**Task directions:** Rewrite the passage of the potty training thread starting with "We just trained" and going on through "can cause anxiety.", putting "flat diaper" wherever "prefold" appears.

**Source excerpt:**
******************************

Originally Posted by *LadyCatherine185* 
While potty training early is certainly doable, I think expecting a non-verbal 15 month old to potty train is pretty unreasonable, IMO. I think putting him on the potty a few times a day is great (we've been doing the same with my DS since he was about that age), but I would not try to fully potty train him until closer to age 2.

I guess it depends on the child, but in general I agree. At this stage it's almost still EC.

So do the toilet when you're home and you can and don't sweat the rest. Try again in a while. We did what you did with our son when he was 18 months and he clearly wasn't ready (did the same things you describe); at 28 months, he initiated it and we have been mostly accident-free since, except for the occasional warning shot.


----------



## redvlagrl (Dec 2, 2009)

We just trained DD at 23 mths but she is very verbal. We did the Lori Jensen 3 day method which uses underpants, not naked bum. It's a day and night method. I think at 15 months it's probably a bit tough to go all out. But I would definitely keep sitting him on the potty/toilet so he is used to it.

Many people EC with a diaper backup so you could so that. At least then there is not too much mess to deal with. A prefold with a belt (piece of elastic around the waist) would make it fast to whip off when the time comes.

It's also very important to try and remain calm and unfrustrated (or not show it, LOL) as you don't want to overly pressure your child because this can cause anxiety.

I think he probably is too young to understand a sticker chart. DD is still too young. What she does get it 'rewards'. She really likes stickers so we had some that she would get when she went in an appropriate place. We phased them out slowly and have just phased out the 'poo stickers'. Poo training took us about 8 days (pees in 3 days) and I was at my wits' end by about day 5 because I was worried she wasn't getting it. I bribed her with a piece of chocolate ("you can have this chocolate after you poo"). This was against everything I believe in! It didn't work anyway and I felt bad about it for days. When she did finally go in the toilet I gave her the chocolate but none since (it's about the 3rd time she had tasted chocolate in her life) so I could keep my word.

I think technically we trained 'early' (none of her friends who are older are trained except a 2.5 year old who is in the process). The drag is that just like clothes aren't made for cloth bums, they also aren't made for underpants! They are all too big!


----------



## colsxjack (Dec 9, 2009)

Personally I think that 15 months old is too young to be expected to use the potty and not have accidents.
I do not even think a child can sense that they have to pee at that age. And even if he can sense it, if he cant communicate it to you then you are just setting yourself up for frustration and disappointment. My DD is 14 months old and there is no way she senses or has control of her need to pee. She will pee when she is standing, walking, whatever. She still seems surprised when she is going without a diaper and pees. She def. has no control over needing to poo.

******************************

**Dataset content:**
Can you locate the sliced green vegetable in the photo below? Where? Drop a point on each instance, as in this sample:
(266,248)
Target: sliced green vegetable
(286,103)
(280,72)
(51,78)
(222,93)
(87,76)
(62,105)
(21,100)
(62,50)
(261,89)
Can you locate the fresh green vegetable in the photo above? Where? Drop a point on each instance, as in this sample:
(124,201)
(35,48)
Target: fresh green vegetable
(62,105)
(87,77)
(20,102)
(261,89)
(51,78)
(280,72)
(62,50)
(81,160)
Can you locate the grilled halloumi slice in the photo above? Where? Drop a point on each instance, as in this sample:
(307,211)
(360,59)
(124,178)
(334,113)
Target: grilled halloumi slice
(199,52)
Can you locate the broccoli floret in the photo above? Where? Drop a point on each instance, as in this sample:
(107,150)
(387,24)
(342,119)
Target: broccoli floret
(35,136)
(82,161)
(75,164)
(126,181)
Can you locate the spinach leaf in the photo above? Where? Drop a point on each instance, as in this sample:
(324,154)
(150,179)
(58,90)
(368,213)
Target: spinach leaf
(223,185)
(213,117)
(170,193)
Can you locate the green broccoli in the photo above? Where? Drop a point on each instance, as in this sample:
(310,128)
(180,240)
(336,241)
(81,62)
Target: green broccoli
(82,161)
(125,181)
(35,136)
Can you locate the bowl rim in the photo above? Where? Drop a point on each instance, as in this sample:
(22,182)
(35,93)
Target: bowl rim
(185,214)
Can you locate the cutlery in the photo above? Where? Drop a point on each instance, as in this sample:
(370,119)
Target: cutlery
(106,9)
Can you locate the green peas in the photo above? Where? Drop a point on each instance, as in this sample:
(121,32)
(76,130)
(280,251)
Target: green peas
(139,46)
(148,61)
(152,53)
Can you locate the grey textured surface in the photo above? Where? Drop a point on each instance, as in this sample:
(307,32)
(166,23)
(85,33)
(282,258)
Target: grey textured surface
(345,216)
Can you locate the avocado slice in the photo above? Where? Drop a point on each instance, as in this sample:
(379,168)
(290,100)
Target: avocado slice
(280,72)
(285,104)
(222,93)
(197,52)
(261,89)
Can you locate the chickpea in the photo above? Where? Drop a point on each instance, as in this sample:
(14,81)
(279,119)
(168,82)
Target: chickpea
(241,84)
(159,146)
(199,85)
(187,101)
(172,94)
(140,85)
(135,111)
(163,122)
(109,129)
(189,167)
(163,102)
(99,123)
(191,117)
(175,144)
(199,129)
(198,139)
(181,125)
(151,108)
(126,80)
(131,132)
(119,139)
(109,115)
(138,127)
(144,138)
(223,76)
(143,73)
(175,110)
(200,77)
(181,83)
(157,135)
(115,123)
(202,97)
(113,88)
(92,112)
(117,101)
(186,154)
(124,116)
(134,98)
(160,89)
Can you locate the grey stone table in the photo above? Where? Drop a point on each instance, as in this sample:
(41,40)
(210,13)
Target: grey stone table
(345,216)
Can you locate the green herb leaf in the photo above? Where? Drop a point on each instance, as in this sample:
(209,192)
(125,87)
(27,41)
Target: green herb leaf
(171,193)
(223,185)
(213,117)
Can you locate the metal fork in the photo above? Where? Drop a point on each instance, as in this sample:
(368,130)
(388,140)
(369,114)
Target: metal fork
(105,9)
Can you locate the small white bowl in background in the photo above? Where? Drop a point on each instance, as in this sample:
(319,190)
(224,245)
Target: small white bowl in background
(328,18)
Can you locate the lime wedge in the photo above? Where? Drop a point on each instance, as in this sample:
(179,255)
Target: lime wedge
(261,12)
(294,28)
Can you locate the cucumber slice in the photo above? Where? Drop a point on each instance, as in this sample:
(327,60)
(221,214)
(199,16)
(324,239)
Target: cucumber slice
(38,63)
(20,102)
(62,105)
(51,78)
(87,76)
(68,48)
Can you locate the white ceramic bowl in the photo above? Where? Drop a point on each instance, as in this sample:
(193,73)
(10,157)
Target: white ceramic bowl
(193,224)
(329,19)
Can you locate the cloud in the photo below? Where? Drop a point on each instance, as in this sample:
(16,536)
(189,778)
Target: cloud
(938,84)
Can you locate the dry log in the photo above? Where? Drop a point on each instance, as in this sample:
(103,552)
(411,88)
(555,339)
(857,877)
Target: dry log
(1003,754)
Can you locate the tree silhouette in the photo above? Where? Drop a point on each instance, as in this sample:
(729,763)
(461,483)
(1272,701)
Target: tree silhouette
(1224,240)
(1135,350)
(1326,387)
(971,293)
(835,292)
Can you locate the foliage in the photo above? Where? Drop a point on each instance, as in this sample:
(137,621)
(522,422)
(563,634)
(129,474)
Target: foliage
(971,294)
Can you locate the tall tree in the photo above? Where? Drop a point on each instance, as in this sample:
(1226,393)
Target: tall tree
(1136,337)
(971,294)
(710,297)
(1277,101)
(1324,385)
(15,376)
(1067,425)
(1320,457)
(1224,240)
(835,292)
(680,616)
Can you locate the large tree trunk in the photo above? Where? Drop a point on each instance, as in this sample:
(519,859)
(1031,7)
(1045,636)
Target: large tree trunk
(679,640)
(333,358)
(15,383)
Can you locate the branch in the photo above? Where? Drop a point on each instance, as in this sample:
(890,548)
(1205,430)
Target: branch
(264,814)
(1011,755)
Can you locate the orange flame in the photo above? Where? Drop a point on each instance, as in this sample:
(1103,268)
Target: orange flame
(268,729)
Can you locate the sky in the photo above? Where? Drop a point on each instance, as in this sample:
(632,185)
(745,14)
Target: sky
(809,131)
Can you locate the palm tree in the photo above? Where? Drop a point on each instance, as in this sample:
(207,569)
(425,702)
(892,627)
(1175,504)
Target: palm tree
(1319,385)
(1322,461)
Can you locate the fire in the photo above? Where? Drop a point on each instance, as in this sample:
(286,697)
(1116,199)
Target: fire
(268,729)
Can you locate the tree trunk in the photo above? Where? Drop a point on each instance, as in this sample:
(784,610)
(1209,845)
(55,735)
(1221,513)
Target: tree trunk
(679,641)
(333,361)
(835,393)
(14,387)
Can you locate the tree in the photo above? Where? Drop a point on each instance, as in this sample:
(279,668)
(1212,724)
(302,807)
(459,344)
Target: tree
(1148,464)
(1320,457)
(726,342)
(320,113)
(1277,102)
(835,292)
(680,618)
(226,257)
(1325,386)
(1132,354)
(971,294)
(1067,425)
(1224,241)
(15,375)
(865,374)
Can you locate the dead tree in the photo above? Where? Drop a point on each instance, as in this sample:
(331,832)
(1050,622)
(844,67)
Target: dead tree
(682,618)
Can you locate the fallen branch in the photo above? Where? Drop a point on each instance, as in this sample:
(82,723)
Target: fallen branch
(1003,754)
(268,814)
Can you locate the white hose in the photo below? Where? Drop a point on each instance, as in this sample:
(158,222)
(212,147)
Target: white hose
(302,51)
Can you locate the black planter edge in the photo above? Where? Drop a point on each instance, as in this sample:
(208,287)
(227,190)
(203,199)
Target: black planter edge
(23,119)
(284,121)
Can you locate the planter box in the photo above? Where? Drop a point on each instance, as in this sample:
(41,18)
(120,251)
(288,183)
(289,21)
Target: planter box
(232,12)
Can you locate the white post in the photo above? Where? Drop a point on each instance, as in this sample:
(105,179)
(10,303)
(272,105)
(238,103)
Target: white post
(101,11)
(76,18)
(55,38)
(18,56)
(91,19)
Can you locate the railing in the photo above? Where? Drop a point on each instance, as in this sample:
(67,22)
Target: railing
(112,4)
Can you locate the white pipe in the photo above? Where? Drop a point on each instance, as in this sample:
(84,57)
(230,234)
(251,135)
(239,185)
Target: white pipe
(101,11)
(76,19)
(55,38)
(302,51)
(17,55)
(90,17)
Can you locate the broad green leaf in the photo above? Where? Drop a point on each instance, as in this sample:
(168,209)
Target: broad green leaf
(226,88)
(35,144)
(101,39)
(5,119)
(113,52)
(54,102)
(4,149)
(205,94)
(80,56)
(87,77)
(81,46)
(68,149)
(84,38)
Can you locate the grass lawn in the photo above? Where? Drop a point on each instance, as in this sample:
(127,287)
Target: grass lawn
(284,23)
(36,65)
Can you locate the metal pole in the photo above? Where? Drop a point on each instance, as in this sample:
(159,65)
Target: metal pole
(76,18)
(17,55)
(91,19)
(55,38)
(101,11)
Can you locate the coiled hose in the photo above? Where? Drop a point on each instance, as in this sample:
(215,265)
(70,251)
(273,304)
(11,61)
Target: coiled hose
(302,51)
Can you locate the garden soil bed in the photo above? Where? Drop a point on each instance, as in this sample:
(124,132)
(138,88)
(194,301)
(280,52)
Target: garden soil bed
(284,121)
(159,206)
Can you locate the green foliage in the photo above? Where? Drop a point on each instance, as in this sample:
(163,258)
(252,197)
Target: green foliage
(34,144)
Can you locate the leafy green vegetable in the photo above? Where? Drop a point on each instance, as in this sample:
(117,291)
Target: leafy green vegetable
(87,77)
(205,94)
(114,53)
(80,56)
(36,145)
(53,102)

******************************

**Answer for the task:**
We just trained DD at 23 mths but she is very verbal. We did the Lori Jensen 3 day method which uses underpants, not naked bum. It's a day and night method. I think at 15 months it's probably a bit tough to go all out. But I would definitely keep sitting him on the potty/toilet so he is used to it.

Many people EC with a diaper backup so you could so that. At least then there is not too much mess to deal with. A flat diaper with a belt (piece of elastic around the waist) would make it fast to whip off when the time comes.

It's also very important to try and remain calm and unfrustrated (or not show it, LOL) as you don't want to overly pressure your child because this can cause anxiety.